In the part of the items that opens with the line containing "Can you find the grey cloud in this picture?" and runs through the end of the items, switch "farm building" to "barn". Write out only that part, with everything else left unchanged.

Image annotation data
------------------------------------------------------------

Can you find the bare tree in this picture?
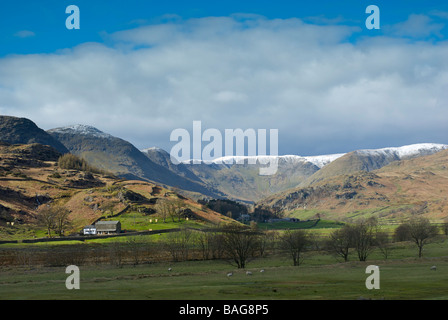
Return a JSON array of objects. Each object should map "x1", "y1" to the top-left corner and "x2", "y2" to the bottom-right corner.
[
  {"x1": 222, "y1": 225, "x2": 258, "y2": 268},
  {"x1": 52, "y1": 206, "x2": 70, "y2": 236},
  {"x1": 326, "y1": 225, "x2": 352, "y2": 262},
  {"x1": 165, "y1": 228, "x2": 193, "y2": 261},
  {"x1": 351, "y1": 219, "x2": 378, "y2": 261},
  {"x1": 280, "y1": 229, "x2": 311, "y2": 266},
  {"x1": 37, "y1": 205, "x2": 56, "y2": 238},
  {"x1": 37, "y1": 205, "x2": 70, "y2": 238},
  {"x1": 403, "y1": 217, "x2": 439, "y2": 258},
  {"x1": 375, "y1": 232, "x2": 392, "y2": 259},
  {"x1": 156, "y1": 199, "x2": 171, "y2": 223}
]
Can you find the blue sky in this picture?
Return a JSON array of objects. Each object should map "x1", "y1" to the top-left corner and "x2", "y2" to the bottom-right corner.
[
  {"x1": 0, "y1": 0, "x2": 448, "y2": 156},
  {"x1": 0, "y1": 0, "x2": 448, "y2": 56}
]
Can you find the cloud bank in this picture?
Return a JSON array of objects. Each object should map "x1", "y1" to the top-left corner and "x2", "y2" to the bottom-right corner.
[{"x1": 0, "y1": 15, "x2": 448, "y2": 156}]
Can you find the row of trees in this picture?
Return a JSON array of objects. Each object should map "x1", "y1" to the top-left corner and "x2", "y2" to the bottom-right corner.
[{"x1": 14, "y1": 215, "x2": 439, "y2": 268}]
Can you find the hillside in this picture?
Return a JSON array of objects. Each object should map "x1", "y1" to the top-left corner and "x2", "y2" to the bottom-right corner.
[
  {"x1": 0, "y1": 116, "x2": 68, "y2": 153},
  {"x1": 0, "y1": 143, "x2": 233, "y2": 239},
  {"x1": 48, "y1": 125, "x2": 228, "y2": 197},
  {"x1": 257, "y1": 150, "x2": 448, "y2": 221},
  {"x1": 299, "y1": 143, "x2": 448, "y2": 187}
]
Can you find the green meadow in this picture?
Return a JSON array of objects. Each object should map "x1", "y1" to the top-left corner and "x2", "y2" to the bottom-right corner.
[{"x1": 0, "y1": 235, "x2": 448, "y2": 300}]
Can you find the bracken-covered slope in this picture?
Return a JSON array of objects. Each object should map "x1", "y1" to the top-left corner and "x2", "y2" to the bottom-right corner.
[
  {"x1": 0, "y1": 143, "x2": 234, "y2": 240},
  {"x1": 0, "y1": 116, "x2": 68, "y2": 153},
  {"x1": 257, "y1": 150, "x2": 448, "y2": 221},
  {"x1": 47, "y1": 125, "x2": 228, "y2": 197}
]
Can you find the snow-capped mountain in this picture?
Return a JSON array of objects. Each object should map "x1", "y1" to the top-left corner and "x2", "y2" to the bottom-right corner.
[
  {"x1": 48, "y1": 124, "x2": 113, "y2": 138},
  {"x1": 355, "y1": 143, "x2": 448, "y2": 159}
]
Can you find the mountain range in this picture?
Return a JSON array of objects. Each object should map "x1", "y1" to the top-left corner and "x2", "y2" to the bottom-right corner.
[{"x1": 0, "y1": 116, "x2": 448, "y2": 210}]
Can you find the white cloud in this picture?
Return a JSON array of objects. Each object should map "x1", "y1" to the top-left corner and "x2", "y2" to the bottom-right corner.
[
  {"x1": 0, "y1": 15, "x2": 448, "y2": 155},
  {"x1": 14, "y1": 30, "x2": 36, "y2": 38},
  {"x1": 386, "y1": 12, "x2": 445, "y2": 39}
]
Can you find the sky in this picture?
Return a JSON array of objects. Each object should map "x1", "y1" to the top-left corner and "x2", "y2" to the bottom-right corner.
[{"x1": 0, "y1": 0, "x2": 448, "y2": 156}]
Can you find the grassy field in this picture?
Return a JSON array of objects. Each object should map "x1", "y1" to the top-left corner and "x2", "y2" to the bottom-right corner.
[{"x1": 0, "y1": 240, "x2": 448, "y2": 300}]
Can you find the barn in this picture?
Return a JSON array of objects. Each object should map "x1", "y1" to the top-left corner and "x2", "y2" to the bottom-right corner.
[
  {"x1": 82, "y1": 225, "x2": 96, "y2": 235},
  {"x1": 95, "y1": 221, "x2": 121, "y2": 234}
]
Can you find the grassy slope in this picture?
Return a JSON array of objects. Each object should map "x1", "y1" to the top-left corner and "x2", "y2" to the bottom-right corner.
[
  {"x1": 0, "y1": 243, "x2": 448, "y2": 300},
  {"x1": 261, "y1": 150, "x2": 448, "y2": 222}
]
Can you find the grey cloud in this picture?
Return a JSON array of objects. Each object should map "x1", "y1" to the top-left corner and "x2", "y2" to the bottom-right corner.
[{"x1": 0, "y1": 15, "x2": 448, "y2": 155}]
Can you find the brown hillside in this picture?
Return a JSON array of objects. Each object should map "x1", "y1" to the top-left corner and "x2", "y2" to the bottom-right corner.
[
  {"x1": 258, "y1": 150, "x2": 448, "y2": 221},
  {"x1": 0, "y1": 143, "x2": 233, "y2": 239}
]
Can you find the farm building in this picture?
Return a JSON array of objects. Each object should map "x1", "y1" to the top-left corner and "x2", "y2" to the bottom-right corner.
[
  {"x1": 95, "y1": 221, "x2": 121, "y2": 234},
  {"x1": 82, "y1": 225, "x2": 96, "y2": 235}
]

------------------------------------------------------------

Written solution
Can you find the grey cloud in this picture?
Return a JSON array of objects. Each object should map "x1", "y1" to the top-left corner and "x2", "y2" to the bottom-right corner.
[{"x1": 0, "y1": 15, "x2": 448, "y2": 155}]
Can you find the brown hillside in this picture?
Return a JSON array of objects. Each object should map "x1", "y1" to the top-left corner and "x2", "y2" to the bottom-right corner.
[
  {"x1": 258, "y1": 150, "x2": 448, "y2": 221},
  {"x1": 0, "y1": 143, "x2": 233, "y2": 239}
]
Can you find the barn in this picture?
Return a JSON array of objects. Each object should map "x1", "y1" to the top-left corner and "x2", "y2" to the bottom-right corner.
[
  {"x1": 95, "y1": 221, "x2": 121, "y2": 234},
  {"x1": 82, "y1": 225, "x2": 96, "y2": 235}
]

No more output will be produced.